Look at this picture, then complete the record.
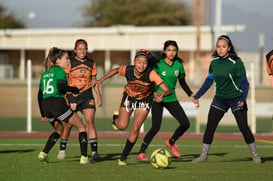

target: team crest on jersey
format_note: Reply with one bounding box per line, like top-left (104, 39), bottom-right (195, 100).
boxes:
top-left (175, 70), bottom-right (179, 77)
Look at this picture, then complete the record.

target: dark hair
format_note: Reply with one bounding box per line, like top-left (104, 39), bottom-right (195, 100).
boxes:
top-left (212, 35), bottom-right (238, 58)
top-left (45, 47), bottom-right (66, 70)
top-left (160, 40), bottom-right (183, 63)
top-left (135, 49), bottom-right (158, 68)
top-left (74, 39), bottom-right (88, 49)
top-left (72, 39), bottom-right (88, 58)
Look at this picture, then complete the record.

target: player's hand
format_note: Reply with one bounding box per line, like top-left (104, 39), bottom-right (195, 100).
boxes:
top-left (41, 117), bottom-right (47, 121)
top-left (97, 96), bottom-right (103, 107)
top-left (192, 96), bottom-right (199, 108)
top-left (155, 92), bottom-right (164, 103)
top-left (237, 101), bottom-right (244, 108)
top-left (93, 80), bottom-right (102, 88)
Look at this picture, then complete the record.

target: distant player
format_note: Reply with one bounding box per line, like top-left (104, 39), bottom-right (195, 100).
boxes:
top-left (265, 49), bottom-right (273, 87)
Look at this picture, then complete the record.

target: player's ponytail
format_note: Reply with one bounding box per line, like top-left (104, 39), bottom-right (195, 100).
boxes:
------------------------
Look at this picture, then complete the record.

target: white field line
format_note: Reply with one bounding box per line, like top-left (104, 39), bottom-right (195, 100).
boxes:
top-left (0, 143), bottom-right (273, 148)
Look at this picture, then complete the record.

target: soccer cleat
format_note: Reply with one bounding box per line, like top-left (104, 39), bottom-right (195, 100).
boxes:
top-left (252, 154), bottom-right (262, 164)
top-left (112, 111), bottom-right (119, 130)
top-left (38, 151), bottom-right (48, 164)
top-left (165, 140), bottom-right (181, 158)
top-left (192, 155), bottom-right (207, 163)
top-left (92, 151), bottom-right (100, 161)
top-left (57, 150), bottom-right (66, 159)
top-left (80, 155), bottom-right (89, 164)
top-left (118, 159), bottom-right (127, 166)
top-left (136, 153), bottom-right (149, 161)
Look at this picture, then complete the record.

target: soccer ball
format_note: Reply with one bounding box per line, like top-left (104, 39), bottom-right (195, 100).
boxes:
------------------------
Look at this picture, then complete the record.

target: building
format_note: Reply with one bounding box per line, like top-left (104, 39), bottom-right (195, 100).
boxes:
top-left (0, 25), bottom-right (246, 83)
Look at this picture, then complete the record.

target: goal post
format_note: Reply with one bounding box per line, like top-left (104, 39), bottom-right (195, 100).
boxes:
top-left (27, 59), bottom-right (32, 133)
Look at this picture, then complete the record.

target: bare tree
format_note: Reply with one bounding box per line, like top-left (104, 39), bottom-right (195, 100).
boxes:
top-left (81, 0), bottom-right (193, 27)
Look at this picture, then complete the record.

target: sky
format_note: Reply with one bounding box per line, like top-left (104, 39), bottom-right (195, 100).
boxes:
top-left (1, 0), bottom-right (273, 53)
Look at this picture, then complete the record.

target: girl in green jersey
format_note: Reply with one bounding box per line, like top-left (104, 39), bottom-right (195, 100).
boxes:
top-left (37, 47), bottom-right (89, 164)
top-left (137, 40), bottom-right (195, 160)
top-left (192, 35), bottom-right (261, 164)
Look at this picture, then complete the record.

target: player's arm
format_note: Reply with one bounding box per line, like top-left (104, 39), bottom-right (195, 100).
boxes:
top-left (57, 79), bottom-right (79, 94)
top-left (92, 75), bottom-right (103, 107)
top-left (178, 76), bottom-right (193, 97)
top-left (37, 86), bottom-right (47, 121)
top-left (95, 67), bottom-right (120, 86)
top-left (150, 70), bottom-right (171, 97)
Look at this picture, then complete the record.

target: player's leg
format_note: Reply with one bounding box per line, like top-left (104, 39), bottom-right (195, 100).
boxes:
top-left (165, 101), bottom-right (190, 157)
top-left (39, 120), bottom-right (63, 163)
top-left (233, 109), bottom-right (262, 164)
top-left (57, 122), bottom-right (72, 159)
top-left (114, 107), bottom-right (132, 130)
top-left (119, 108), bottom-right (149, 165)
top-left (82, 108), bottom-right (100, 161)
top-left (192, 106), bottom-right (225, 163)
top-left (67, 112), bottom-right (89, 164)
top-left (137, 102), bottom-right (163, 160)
------------------------
Only a number is needed here: how many lines of the data include the word "jersey"?

2